--- Selected excerpt ---

WWF gathers countries across Europe to support river and wetland restoration

This year on World Environmental Day, WWF Central and Eastern Europe joins other European countries to highlight the crucial role of healthy rivers and wetlands to halt the collapse in freshwater biodiversity and increase natural protection against extreme weather episodes, in particular droughts and floods.

Several European governments, WWF and the largest transnational water management body in the continent, have come together on World Environment Day to celebrate rivers and wetlands. The video underlines the vital importance of restoring these ecosystems for climate change adaptation, the reversal of biodiversity loss and strengthening bonds between people and nature. Finland, Italy, Latvia, or the International Commission for the Protection of the Danube River –  which encompasses 14 countries – Austria, Bulgaria, Croatia, the Czech Republic, Germany, Hungary, Moldova, Romania, Slovakia, Slovenia, Serbia, Montenegro, Herzegovina and Ukraine – talk about their commitment to freshwater restoration on this video.

Restoration in Europe is crucial to counteract the impact of more frequent and intense extreme weather episodes and alarming biodiversity loss. Our geography is saturated with channelled and dredged rivers, deforestation, polluted streams, drained wetlands and aquifers, invasive species, eroded zones and over 1 million barriers blocking our rivers. The dramatic degradation of Europe’s ecosystems, in particular freshwater ones, is appalling. 

Last year 2021, severe floodings in Germany, Belgium and the Netherlands caused devastating damage. More than 220 people were killed and there was an estimated €33 billion in losses, the costliest natural disaster in Germany and Europe to date. Climate change fueled natural disasters are a rising tendency, and it’s up to society to get ready for them by restoring nature so it can successfully face these challenges. Some restoration measures include reconnecting rivers to their floodplains, eliminating dykes, removing unnecessary dams, recovering drained wetlands, inundating peatlands, restoring riverine vegetation or, building permeable pavements, among others.

---

** Set problem a **
Repeat everything in the river restoration article from "WWF gathers countries" down to "droughts and floods.".
The rows have no connection to the river restoration article.

--- Data extract ---

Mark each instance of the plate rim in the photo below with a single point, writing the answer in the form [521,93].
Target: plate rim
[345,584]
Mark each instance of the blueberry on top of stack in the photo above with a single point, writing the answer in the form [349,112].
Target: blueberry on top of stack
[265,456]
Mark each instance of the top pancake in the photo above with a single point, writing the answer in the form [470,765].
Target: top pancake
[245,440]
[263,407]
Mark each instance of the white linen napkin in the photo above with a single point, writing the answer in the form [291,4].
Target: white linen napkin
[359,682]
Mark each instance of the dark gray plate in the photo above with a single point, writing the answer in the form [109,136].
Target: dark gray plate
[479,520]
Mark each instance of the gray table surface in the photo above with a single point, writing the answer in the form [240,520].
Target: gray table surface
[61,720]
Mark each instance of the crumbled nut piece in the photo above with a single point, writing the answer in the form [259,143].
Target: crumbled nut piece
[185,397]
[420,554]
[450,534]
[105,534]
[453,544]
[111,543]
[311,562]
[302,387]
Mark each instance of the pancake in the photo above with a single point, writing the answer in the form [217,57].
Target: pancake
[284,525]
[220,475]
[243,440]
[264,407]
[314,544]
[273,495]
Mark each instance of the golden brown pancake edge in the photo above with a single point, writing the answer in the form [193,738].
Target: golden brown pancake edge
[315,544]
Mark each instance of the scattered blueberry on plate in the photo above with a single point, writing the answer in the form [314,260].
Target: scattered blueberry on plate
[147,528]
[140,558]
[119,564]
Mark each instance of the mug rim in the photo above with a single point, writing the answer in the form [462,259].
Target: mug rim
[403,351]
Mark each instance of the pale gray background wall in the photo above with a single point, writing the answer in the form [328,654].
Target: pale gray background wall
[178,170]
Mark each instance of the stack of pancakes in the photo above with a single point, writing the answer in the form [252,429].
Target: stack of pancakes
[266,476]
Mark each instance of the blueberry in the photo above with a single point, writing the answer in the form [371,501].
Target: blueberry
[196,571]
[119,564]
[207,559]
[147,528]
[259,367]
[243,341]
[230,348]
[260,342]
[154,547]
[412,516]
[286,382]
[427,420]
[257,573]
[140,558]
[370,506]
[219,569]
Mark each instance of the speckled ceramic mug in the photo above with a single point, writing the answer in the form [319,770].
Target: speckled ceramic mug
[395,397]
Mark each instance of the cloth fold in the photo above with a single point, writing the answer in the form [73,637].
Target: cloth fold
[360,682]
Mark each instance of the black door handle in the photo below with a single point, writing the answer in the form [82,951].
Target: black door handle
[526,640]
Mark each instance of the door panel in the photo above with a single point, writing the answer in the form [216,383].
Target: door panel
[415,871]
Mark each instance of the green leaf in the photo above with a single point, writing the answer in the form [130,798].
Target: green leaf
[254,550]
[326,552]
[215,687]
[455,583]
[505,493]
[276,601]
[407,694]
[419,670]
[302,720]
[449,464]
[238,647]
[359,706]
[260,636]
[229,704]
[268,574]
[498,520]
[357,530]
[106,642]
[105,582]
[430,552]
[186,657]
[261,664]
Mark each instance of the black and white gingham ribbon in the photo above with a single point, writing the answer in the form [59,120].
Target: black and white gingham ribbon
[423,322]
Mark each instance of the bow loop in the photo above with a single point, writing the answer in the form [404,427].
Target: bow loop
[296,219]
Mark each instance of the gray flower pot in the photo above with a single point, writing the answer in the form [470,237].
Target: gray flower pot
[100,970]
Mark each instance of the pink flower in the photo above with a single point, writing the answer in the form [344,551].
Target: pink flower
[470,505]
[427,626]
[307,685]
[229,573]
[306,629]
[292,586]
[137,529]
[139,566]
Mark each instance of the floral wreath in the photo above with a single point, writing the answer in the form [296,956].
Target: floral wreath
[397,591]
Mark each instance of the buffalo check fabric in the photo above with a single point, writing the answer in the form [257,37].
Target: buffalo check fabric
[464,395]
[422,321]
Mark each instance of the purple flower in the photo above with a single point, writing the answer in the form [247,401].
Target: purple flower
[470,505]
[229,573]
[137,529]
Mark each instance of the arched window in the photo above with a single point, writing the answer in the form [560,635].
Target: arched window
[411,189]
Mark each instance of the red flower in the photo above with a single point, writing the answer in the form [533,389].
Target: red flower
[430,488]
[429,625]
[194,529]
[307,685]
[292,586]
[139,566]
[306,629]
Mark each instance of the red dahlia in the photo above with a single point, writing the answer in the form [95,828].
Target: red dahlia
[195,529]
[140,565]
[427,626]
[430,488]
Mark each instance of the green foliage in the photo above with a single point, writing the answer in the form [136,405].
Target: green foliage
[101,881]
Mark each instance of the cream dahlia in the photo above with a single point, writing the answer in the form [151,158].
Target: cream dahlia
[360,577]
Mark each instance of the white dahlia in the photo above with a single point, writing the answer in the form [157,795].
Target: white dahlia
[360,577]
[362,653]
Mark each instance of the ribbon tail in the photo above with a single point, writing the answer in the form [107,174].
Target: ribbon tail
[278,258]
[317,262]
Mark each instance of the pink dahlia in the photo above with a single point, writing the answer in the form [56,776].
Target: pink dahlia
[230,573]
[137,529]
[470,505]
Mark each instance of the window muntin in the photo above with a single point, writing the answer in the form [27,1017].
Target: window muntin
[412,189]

---

** Set problem b **
Reproduce everything in the rows from the line containing "Mark each instance of the window" down to the last line of the rows.

** Exercise response a **
WWF gathers countries across Europe to support river and wetland restoration

This year on World Environmental Day, WWF Central and Eastern Europe joins other European countries to highlight the crucial role of healthy rivers and wetlands to halt the collapse in freshwater biodiversity and increase natural protection against extreme weather episodes, in particular droughts and floods.

** Exercise response b **
Mark each instance of the window muntin in the photo above with a single point, writing the answer in the form [27,1017].
Target: window muntin
[412,189]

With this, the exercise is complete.